▼

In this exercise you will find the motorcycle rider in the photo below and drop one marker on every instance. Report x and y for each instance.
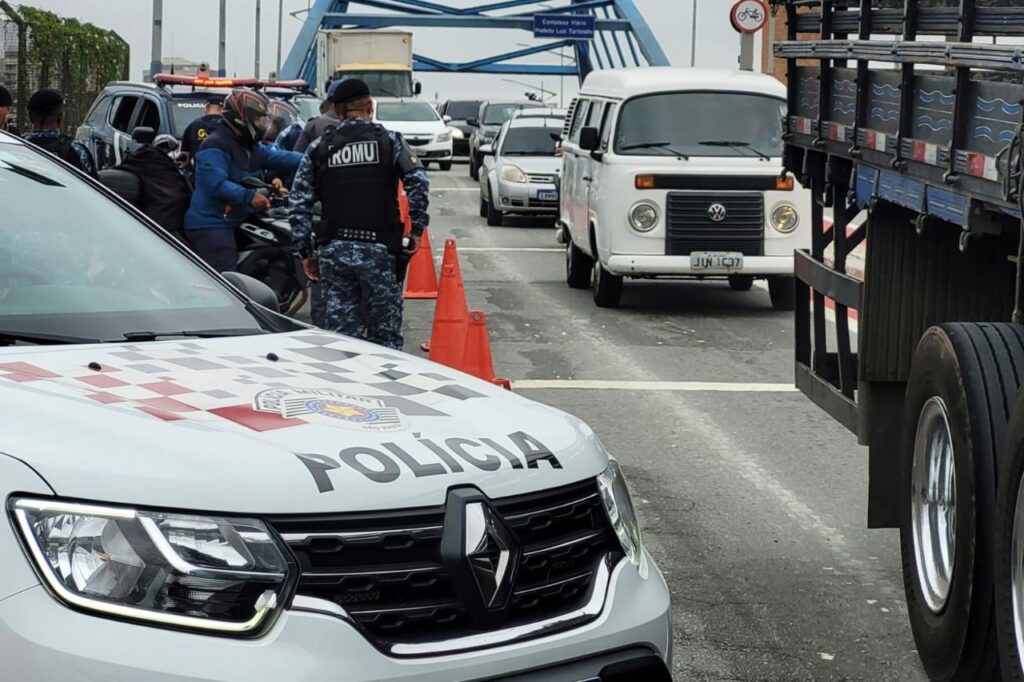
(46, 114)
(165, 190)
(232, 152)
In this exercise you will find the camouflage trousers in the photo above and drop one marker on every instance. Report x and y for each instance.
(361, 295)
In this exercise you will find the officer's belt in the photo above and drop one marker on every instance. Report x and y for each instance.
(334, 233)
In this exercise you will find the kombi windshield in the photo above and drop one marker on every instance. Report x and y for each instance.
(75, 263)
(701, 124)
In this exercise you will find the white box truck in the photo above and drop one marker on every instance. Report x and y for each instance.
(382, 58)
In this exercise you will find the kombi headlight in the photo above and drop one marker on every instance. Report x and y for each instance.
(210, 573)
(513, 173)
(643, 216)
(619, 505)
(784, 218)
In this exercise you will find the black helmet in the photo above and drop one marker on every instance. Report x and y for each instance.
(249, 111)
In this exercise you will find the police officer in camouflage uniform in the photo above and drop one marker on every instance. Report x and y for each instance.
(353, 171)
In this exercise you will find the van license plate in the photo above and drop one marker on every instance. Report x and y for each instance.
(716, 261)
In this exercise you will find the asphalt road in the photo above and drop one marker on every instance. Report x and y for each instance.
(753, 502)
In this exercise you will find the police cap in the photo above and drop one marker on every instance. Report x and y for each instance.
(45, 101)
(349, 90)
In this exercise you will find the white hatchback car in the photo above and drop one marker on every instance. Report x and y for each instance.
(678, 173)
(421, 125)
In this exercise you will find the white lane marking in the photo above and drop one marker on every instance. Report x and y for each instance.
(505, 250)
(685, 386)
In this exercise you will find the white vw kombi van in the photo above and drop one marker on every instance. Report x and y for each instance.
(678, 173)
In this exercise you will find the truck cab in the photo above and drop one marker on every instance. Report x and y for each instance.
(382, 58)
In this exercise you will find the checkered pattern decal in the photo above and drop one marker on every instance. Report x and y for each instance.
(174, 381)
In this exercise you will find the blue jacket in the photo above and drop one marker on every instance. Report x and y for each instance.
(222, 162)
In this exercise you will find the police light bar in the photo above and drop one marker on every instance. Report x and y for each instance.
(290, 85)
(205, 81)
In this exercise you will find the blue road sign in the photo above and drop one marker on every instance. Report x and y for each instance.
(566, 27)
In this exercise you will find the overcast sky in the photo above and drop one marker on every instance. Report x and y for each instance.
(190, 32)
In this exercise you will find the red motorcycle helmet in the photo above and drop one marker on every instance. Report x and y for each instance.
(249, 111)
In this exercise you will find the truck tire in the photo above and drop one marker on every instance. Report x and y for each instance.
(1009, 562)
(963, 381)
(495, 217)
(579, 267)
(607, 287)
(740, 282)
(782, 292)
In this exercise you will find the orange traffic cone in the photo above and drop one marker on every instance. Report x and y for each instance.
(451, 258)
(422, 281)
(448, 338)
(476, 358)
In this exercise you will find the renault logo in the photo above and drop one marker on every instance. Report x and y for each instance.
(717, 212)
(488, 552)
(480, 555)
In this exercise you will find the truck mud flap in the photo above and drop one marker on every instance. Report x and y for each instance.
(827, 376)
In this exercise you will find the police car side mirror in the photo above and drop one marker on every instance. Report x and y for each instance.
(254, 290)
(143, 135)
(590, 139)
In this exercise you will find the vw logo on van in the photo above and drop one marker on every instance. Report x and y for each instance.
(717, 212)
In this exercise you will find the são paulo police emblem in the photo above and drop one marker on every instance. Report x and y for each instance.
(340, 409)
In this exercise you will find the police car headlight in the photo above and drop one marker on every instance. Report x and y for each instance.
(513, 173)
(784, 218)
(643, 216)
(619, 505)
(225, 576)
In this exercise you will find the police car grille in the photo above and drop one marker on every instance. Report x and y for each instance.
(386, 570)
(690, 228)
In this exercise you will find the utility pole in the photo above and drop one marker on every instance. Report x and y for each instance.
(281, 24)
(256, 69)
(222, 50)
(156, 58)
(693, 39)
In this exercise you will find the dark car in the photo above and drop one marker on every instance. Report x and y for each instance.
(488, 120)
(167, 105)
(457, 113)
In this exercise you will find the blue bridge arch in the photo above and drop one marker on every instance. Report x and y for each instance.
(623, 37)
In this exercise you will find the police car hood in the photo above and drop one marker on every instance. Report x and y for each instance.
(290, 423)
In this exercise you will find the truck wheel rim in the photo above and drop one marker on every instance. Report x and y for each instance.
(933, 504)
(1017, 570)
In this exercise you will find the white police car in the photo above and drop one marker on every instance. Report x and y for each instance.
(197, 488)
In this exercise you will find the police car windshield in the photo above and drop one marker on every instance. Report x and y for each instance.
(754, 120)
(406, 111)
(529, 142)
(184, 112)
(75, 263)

▲

**The request**:
Output a faithful copy of the data, with each picture left out.

**Output for this exercise**:
In this exercise you will find the motorcycle rider in the photo below and drop one marker on every instance. Report x and y for each instance.
(46, 114)
(165, 190)
(232, 152)
In this exercise you will find the camouflage trousers in the photo above and drop one marker on every instance. Report x and y for each instance.
(361, 295)
In this exercise you will find the officer's belt in the photo above and drop one marker on every instance. Report x and y for each instance.
(334, 233)
In this exercise you will find the kombi windshield in the photo above and drop one marker on every instance. Report x and y for each instance.
(75, 263)
(701, 124)
In this exercise you will find the white box truck in the photo above and drop one marker on every instance. Report x and y for each instance.
(382, 58)
In this exercise you will find the kombi headlight in the photo above and drop one marker on every instance. Report x and y for each instance.
(210, 573)
(513, 173)
(643, 216)
(619, 505)
(784, 218)
In this exercise you will find the black helmet in the photo above and drop one marker on every instance. Report x and y for each instance.
(249, 111)
In this exercise you will find the police officer in camouflage uniform in the photo above and drop one marker on every instance. Report x and y for each instance.
(353, 171)
In this exercise you will find the van license plate in the photo above and drop one marker on every instance. Report x and y for each instance.
(716, 261)
In this exercise you will find the asphalt road in the photo above and drop one marker on every instance. Report x and y for each instance.
(753, 502)
In this exercise you will find the police cap in the photo above and drop one marker on every instance. Report x and y for each instance.
(45, 101)
(349, 90)
In this exercise you will find the white hatchback car in the photo above and drop one marker on every instance. Report x and y for each instance.
(678, 173)
(421, 125)
In this exercise you will find the white lane marking in the photo above and drop one marker on every instance. Report x and y for each instance.
(505, 250)
(685, 386)
In this exercise you will find the white vw kombi van in the photo above and drop one marker on every instance. Report x and y for each instance.
(678, 173)
In this exercise you will find the truck cab in the photo above and drop one marker on every instance. Report x and y for each instance.
(382, 58)
In this exercise you will find the checkered pattern decal in the photo above and drop one marker on every instance. Report x and y for each instance.
(174, 381)
In this exercise you will find the blue jacket in the photo above and drop one marker on every instance. Report x and y for each instance.
(222, 162)
In this exercise you will find the police light bar in the photo above and drop one marker on every instance. Report x and y for each instance.
(290, 85)
(205, 81)
In this exercise you will find the blue road sign in the photo above and drop one marker on every instance. Report x and y for each instance.
(566, 27)
In this exercise you will find the overcast sky in the photo above and drop one marker on every instance. Report x and y for each instance.
(190, 32)
In this exercise you will find the red motorcycle helmet in the photo above and drop one marker on every instance. Report x and y for each instance.
(249, 111)
In this exercise you will find the truck tire in the photo above and drop one marker on every instance. Report x and y for each instance.
(1009, 562)
(963, 381)
(495, 217)
(579, 267)
(607, 287)
(740, 282)
(782, 292)
In this exercise you will find the orange traffic cone in the photo above and drop one marker on every instance. Report x and y for each instance.
(451, 258)
(422, 281)
(448, 338)
(476, 358)
In this exercise you will find the renault logo in the photo above and drop one marker on every instance. Report x and y for each instance.
(717, 212)
(488, 552)
(480, 555)
In this exercise you will find the truck mud flap in the photo above and drop one marker on every instance. Report x and y for each instance.
(827, 376)
In this exercise you will find the police car side mirror in the photo above and drop one marker on every instance. Report x and y for each instance.
(254, 290)
(143, 135)
(590, 139)
In this exercise you will find the vw logo on van in the photo above and drop one marker on every instance. Report x and y for each instance.
(717, 212)
In this exercise you will find the são paulo police emblem in the photo above and drop one marker on every instance. Report x and y for each instance.
(340, 409)
In this exercise you will find the police car headlight in the photo above and drop one marker on every instance. Report x and y for each instance.
(513, 173)
(784, 218)
(643, 216)
(619, 505)
(225, 576)
In this exercise you will find the police car grille in the photo above and drop one marker on every instance. Report x and y for each instance.
(386, 570)
(690, 228)
In this exercise you will find the utility pole in the photo above and drop one marker on every instance. Report x and y for each instance.
(281, 24)
(256, 69)
(222, 50)
(156, 58)
(693, 39)
In this exercise you will find the dark car in the photo above and drop one marker on every instance. Report x and y for each instance.
(488, 120)
(167, 105)
(457, 113)
In this exercise you will find the blue bridge arch in the photo above and drop one marker on every instance. Report x and y for each instance.
(623, 37)
In this exercise you will find the police car hood in the photo above and drop one marker on every instance. Report x and y for each instance.
(290, 423)
In this exercise you will find the truck wheel rim in the photo above and drop one marker on every instance. Report x and y for each instance.
(933, 504)
(1017, 570)
In this exercise you will find the white police car in the photo above and drop one marker on every instance. Report x and y for each instance.
(197, 488)
In this exercise you will find the police car windshield in the photo above and drop one marker on every instance. Report x and y for each instance.
(754, 120)
(406, 111)
(529, 142)
(184, 112)
(75, 263)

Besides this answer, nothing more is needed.